- Exercise description
Reproduce the entries below, substituting "seed capsule" for every occurrence of "seed pod" and leaving all other text unchanged.
### Provided records
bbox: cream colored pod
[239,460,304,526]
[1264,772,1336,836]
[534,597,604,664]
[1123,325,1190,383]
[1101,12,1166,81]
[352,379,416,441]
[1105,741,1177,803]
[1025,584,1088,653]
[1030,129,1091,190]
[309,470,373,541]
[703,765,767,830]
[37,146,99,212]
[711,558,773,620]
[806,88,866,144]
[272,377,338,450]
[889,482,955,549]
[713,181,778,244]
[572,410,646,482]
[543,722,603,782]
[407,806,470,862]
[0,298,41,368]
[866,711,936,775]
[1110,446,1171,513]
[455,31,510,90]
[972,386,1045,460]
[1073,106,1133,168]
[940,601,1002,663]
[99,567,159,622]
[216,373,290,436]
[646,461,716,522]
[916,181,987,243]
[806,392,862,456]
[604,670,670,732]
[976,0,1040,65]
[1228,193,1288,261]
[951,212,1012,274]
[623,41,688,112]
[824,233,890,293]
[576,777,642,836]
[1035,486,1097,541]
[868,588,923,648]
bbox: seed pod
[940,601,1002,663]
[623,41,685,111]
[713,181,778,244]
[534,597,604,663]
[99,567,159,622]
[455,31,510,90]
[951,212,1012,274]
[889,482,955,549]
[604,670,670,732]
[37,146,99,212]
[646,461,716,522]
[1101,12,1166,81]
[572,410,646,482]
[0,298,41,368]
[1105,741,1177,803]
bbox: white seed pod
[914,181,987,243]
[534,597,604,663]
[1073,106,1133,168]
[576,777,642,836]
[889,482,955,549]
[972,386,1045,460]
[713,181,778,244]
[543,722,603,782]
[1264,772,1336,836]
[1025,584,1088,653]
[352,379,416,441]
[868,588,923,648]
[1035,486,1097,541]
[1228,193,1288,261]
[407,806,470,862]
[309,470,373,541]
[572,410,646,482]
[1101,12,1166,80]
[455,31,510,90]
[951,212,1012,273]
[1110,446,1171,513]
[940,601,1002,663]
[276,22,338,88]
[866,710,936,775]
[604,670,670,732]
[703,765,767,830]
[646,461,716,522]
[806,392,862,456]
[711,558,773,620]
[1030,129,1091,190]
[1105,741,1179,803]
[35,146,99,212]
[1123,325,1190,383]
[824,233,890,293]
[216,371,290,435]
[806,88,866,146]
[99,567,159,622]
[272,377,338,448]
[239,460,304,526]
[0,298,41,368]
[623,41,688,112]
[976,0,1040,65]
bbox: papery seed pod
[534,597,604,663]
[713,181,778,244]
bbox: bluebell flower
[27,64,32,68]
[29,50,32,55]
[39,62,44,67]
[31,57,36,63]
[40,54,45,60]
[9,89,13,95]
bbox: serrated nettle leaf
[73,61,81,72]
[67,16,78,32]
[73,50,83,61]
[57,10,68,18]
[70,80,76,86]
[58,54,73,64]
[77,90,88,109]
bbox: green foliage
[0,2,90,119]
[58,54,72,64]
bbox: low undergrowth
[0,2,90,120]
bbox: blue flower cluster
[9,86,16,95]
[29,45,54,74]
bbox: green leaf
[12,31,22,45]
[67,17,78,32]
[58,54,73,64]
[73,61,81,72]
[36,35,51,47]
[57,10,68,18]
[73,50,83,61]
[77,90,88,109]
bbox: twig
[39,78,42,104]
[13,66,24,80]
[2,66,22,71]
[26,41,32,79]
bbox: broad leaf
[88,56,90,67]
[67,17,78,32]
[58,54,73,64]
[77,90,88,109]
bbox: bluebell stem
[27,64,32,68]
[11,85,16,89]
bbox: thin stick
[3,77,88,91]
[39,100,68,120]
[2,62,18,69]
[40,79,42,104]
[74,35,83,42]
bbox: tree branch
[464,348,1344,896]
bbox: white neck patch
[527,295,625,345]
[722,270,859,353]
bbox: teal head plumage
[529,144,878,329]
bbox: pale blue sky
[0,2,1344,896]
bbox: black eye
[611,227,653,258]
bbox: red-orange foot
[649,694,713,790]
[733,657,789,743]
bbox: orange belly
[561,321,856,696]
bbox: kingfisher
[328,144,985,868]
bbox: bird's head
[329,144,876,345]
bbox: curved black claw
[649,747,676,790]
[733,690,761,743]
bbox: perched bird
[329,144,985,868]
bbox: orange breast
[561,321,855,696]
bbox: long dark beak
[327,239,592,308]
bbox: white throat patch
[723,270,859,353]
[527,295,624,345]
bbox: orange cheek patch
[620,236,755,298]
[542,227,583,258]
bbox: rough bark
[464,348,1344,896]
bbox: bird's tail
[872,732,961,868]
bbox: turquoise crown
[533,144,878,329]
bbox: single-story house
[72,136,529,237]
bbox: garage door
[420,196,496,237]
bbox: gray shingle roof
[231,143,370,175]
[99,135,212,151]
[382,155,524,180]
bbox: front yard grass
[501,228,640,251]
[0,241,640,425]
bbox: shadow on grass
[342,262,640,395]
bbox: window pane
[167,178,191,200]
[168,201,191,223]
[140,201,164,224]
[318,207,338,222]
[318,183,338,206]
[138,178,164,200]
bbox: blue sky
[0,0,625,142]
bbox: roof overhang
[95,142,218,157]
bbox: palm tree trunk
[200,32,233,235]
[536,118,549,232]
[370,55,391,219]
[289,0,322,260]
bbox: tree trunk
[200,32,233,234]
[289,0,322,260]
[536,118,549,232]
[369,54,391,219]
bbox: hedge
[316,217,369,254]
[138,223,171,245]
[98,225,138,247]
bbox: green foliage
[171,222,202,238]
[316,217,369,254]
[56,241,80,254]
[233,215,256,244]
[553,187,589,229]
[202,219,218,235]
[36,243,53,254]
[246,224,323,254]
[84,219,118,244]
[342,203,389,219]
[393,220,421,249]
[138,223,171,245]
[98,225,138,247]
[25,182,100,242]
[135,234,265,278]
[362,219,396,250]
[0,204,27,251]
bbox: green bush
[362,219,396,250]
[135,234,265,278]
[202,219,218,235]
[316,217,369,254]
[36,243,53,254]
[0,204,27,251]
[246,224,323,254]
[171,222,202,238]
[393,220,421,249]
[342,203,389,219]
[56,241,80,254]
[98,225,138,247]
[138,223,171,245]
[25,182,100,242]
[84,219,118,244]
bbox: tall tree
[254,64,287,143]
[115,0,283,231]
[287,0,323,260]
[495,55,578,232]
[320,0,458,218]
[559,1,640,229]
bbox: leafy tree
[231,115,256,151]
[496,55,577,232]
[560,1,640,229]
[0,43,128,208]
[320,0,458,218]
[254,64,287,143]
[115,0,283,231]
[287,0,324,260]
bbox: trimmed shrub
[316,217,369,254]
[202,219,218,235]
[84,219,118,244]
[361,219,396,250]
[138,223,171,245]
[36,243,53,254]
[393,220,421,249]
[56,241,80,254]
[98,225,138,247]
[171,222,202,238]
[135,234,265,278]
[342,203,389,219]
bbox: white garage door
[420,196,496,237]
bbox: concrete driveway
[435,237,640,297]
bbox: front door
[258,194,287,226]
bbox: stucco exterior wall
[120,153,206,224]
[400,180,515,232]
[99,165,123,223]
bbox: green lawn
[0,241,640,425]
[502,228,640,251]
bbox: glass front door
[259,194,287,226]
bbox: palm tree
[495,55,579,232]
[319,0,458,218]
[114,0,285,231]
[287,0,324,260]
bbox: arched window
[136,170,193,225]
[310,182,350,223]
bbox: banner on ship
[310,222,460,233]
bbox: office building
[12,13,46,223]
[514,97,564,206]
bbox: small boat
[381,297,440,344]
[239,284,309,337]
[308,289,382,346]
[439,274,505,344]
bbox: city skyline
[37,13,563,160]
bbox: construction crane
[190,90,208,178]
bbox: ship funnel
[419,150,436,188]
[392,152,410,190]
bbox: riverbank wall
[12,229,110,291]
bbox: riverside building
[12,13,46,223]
######
- Finished task
bbox: cream colored pod
[239,460,304,526]
[1264,772,1336,836]
[534,597,604,664]
[1123,325,1190,383]
[1101,12,1166,81]
[352,379,416,441]
[1105,741,1177,803]
[1025,584,1088,653]
[1030,129,1091,190]
[309,470,373,541]
[703,765,767,830]
[37,146,99,212]
[711,558,773,620]
[806,88,866,144]
[272,377,338,450]
[889,482,955,549]
[713,181,778,244]
[572,410,646,482]
[543,722,603,782]
[407,806,470,862]
[0,298,41,368]
[866,711,936,775]
[1110,446,1171,513]
[455,31,510,90]
[972,386,1045,460]
[1073,106,1133,168]
[940,601,1002,663]
[99,567,159,622]
[216,373,290,436]
[646,461,716,522]
[916,181,987,243]
[806,392,862,456]
[604,670,670,732]
[976,0,1040,65]
[1228,193,1288,261]
[951,212,1012,274]
[623,41,688,112]
[824,233,890,293]
[576,777,642,836]
[1035,486,1097,541]
[868,588,923,648]
bbox: seed capsule
[940,601,1002,663]
[623,41,685,111]
[713,181,778,244]
[534,597,604,663]
[99,567,159,622]
[455,31,510,90]
[951,212,1012,274]
[889,482,955,549]
[604,670,670,732]
[37,146,99,212]
[646,461,716,522]
[1101,12,1166,81]
[572,410,646,482]
[0,298,41,368]
[1105,741,1177,803]
bbox: white seed capsule
[914,181,987,243]
[534,597,604,663]
[1073,106,1133,168]
[576,777,642,836]
[889,482,955,549]
[972,386,1045,460]
[713,181,778,244]
[543,722,603,782]
[1264,772,1336,836]
[1025,584,1088,653]
[352,379,416,441]
[868,588,923,648]
[1035,486,1097,541]
[1228,193,1288,261]
[407,806,470,862]
[309,470,373,541]
[572,410,646,482]
[1101,12,1166,80]
[455,31,510,90]
[951,212,1012,273]
[1110,446,1171,513]
[940,601,1002,663]
[276,22,338,88]
[866,710,936,775]
[604,670,670,732]
[703,765,767,830]
[646,461,716,522]
[806,392,862,456]
[711,558,773,620]
[1030,129,1091,190]
[1105,741,1179,803]
[35,146,99,212]
[1123,325,1190,383]
[824,233,890,293]
[216,371,290,435]
[806,88,866,146]
[99,567,159,622]
[272,377,338,448]
[239,460,304,526]
[0,298,41,368]
[623,41,688,112]
[976,0,1040,65]
bbox: papery seed capsule
[534,597,604,663]
[713,181,778,244]
bbox: bluebell flower
[27,64,32,68]
[29,50,32,55]
[39,62,44,67]
[31,57,36,63]
[40,54,45,60]
[9,89,13,95]
bbox: serrated nettle leaf
[73,61,81,72]
[67,16,78,32]
[73,50,83,61]
[57,10,68,18]
[70,80,76,86]
[58,54,73,64]
[77,90,88,109]
bbox: green foliage
[0,2,90,119]
[58,54,72,64]
bbox: low undergrowth
[0,2,90,120]
bbox: blue flower cluster
[9,86,16,95]
[29,45,54,74]
bbox: green leaf
[12,31,22,45]
[67,17,78,32]
[58,54,73,64]
[73,61,81,72]
[36,35,51,47]
[57,10,68,18]
[73,50,83,61]
[77,90,88,109]
bbox: twig
[39,78,42,104]
[13,66,24,80]
[2,66,22,71]
[26,41,32,79]
bbox: broad leaf
[88,56,90,67]
[67,17,78,32]
[58,54,73,64]
[77,90,88,109]
bbox: bluebell stem
[27,64,32,68]
[11,85,16,89]
bbox: thin stick
[3,77,88,91]
[39,100,68,120]
[2,62,18,69]
[40,79,42,104]
[74,35,83,42]
bbox: tree branch
[464,348,1344,896]
bbox: white neck patch
[527,295,625,345]
[722,270,859,353]
bbox: teal head plumage
[529,144,878,329]
bbox: pale blue sky
[0,2,1344,896]
bbox: black eye
[611,227,653,258]
bbox: red-orange foot
[649,694,713,790]
[733,657,789,743]
bbox: orange belly
[561,321,856,696]
bbox: kingfisher
[328,144,985,868]
bbox: bird's head
[329,144,876,345]
bbox: curved black claw
[649,747,676,790]
[733,690,761,743]
bbox: perched bird
[329,144,985,868]
bbox: orange breast
[561,321,855,696]
bbox: long dark beak
[327,239,592,308]
bbox: white throat patch
[723,270,859,353]
[527,295,624,345]
bbox: orange cheek patch
[620,236,755,298]
[542,227,583,258]
bbox: rough bark
[464,348,1344,896]
bbox: bird's tail
[872,732,961,868]
bbox: turquoise crown
[533,144,878,329]
bbox: single-story house
[72,136,529,237]
bbox: garage door
[420,196,496,237]
bbox: gray shingle roof
[231,143,370,175]
[99,135,212,151]
[382,155,524,180]
bbox: front yard grass
[501,228,640,251]
[0,241,640,425]
bbox: shadow on grass
[342,262,640,395]
bbox: window pane
[167,178,191,200]
[168,201,191,223]
[140,201,164,224]
[318,207,338,222]
[318,183,338,206]
[138,178,164,200]
bbox: blue sky
[0,0,625,142]
bbox: roof overhang
[95,142,218,157]
bbox: palm tree trunk
[200,32,233,235]
[536,118,549,232]
[370,55,391,219]
[289,0,322,260]
bbox: tree trunk
[200,32,233,234]
[289,0,322,260]
[536,118,549,232]
[369,54,391,219]
bbox: hedge
[316,217,369,254]
[138,223,171,245]
[98,225,138,247]
bbox: green foliage
[171,222,202,238]
[316,217,369,254]
[56,241,80,254]
[233,215,256,244]
[553,187,589,229]
[202,219,218,235]
[36,243,53,254]
[246,224,323,254]
[84,219,118,244]
[342,203,389,219]
[393,220,421,249]
[138,223,171,245]
[98,225,138,247]
[25,182,100,242]
[135,234,265,278]
[362,219,396,250]
[0,204,27,251]
bbox: green bush
[362,219,396,250]
[135,234,265,278]
[202,219,218,235]
[316,217,369,254]
[36,243,53,254]
[0,204,27,251]
[246,224,323,254]
[171,222,202,238]
[393,220,421,249]
[342,203,389,219]
[56,241,80,254]
[98,225,138,247]
[138,223,171,245]
[25,182,100,242]
[84,219,118,244]
bbox: tall tree
[254,64,287,143]
[115,0,283,231]
[287,0,323,260]
[495,55,578,232]
[320,0,458,218]
[559,1,640,229]
bbox: leafy tree
[231,115,256,151]
[496,55,577,232]
[560,1,640,229]
[0,43,128,208]
[320,0,458,218]
[254,64,287,143]
[115,0,283,231]
[287,0,324,260]
bbox: trimmed shrub
[316,217,369,254]
[202,219,218,235]
[84,219,118,244]
[361,219,396,250]
[138,223,171,245]
[36,243,53,254]
[393,220,421,249]
[56,241,80,254]
[98,225,138,247]
[171,222,202,238]
[135,234,265,278]
[342,203,389,219]
bbox: white garage door
[420,196,496,237]
bbox: concrete driveway
[435,237,640,297]
bbox: front door
[258,194,287,226]
bbox: stucco exterior wall
[120,153,206,224]
[400,180,515,232]
[99,165,123,223]
bbox: green lawn
[0,241,640,425]
[502,228,640,251]
bbox: glass front door
[259,194,287,226]
bbox: palm tree
[495,55,579,232]
[319,0,458,218]
[114,0,285,231]
[287,0,324,260]
bbox: arched window
[136,170,193,225]
[310,182,350,223]
bbox: banner on ship
[310,222,460,233]
bbox: office building
[12,13,46,223]
[514,97,564,206]
bbox: small boat
[381,297,440,344]
[239,284,309,337]
[308,289,382,346]
[439,274,505,344]
bbox: city skyline
[37,13,563,160]
bbox: construction crane
[190,90,208,178]
bbox: ship funnel
[419,150,436,188]
[392,152,410,190]
bbox: riverbank wall
[12,229,110,291]
bbox: riverside building
[12,13,46,223]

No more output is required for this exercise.